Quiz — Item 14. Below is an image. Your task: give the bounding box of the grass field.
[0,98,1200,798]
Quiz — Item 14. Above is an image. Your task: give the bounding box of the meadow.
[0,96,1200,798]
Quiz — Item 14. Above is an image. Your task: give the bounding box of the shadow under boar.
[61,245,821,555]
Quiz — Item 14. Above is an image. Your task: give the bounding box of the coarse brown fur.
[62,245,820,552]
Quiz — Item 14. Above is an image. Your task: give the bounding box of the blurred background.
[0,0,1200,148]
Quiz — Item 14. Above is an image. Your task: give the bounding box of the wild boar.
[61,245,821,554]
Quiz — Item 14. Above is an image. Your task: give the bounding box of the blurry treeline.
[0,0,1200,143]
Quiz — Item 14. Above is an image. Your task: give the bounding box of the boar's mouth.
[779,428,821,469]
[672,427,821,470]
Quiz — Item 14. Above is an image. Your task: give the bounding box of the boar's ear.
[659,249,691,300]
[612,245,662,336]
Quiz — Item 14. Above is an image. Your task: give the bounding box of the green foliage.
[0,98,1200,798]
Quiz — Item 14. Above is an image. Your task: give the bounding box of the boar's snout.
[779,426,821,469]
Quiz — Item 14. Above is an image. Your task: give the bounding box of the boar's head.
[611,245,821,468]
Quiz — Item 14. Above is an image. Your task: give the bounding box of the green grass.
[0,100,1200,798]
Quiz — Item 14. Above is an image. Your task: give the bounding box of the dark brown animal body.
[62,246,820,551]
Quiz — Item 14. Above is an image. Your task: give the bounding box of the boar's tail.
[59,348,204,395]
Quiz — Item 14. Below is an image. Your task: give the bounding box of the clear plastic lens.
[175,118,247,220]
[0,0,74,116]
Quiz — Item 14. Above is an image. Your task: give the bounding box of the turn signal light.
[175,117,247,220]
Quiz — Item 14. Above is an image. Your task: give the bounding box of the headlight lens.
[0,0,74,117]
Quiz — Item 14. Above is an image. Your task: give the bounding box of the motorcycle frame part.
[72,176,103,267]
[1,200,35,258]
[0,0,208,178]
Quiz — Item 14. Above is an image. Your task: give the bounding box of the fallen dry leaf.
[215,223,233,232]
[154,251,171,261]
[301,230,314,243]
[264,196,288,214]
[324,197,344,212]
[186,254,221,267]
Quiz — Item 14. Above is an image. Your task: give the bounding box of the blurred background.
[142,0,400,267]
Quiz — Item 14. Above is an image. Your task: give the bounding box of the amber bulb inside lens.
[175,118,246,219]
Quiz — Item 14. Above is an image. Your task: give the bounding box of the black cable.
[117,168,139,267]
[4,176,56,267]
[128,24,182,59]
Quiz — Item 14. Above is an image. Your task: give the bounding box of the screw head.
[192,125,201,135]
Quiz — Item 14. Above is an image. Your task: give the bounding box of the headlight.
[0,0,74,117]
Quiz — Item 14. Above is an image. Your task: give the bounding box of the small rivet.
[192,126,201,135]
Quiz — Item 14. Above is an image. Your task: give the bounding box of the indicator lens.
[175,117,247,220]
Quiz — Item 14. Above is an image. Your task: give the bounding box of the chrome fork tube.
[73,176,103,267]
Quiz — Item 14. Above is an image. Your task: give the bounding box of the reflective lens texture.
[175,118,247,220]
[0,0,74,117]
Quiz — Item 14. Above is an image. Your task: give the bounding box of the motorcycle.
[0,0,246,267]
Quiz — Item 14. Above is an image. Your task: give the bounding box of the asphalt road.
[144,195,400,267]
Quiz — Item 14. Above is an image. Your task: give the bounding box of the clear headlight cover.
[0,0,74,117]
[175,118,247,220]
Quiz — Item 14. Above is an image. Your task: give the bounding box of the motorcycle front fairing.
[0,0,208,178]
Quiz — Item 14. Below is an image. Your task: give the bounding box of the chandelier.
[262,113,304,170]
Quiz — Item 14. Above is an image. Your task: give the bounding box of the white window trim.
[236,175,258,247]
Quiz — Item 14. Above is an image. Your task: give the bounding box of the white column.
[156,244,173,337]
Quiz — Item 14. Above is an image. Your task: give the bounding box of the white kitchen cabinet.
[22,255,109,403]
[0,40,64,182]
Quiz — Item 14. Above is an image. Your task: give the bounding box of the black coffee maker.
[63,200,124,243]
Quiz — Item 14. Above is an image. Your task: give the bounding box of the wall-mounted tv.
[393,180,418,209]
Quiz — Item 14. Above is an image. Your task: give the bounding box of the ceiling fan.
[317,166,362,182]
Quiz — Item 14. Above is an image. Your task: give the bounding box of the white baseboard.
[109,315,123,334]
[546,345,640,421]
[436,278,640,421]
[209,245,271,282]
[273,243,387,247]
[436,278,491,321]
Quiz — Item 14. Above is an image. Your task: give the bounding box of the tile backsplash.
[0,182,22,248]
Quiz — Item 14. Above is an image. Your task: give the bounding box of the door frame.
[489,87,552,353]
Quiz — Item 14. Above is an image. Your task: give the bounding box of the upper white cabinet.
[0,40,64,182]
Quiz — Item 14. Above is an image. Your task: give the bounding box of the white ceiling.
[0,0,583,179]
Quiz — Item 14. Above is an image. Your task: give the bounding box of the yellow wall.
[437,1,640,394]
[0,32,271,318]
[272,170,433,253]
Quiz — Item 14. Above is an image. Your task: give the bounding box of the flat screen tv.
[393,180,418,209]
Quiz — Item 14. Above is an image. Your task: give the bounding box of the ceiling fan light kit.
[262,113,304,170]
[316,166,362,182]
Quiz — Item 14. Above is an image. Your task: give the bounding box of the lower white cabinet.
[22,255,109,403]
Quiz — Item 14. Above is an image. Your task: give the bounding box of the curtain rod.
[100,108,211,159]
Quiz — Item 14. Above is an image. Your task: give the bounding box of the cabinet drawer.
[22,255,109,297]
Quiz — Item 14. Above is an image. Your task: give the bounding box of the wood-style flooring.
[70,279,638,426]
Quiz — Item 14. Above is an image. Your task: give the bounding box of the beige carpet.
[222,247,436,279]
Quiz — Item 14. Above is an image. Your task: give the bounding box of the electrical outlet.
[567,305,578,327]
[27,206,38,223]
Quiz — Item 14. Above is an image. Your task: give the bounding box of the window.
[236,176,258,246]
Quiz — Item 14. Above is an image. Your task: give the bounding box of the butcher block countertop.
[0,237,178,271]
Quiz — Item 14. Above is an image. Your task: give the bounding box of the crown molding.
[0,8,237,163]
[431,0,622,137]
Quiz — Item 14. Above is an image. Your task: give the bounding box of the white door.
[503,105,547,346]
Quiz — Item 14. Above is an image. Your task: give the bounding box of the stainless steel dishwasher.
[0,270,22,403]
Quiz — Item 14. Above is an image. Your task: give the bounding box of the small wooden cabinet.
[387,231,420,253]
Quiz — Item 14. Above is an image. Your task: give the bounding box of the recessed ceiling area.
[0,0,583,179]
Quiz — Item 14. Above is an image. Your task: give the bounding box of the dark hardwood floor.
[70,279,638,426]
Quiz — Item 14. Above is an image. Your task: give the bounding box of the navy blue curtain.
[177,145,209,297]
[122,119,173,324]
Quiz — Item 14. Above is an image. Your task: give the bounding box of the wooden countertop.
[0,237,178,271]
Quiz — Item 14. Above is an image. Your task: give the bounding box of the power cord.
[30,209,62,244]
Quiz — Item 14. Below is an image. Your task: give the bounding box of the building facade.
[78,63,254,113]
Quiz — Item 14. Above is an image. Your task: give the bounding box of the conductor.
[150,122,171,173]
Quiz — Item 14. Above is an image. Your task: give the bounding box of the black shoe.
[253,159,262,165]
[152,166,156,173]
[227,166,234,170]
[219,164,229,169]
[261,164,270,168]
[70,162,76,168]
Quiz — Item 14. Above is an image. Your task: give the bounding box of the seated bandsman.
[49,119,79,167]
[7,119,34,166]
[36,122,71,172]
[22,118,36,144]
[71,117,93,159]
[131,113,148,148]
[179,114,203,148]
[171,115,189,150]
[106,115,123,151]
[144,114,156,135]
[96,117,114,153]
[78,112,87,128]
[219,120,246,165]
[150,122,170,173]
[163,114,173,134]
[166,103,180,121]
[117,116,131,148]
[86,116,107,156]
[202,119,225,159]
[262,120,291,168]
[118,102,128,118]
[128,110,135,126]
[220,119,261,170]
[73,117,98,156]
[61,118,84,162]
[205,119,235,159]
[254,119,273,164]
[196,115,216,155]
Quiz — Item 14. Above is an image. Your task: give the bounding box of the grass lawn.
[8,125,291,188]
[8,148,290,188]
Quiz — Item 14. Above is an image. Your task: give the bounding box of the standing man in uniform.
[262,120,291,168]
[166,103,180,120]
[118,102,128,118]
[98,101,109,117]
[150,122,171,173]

:::::

**Your task:** Copy out, character for character, every line from the one containing "small wooden cabinet." through the one containing "[70,162,76,168]", with both of those lines included.

**Solved exercise:**
Quiz — Item 14. Above is an image. Your task: give the bounding box of the small wooden cabinet.
[387,231,420,253]
Quiz — Item 14. Above is an image. Your task: give the bounding box of the recessed ceiling area.
[0,0,583,179]
Quiz — Item 14. Above is an image. Your task: give the bounding box of the dark hardwood floor.
[70,279,638,426]
Quiz — Item 14. Above is an image. Your task: give the bounding box of the navy blue curtain.
[177,145,209,297]
[122,119,173,324]
Quiz — Item 14. Above is an image. Your task: give the bounding box of the wooden countertop.
[0,237,178,271]
Quiz — Item 14. Above is an image. Your task: give the bounding box of the power cord.
[30,209,62,244]
Quiz — Item 14. Below is an image. Your task: give the bounding box of the building facade.
[78,63,254,113]
Quiz — Item 14. Above is an image. Your task: give the bounding box of the conductor.
[150,122,171,173]
Quiz — Item 14. Above is an image. Your task: give the bounding box of the black shoe.
[253,159,262,165]
[152,166,156,173]
[227,166,234,170]
[219,164,229,169]
[261,164,270,168]
[70,162,76,168]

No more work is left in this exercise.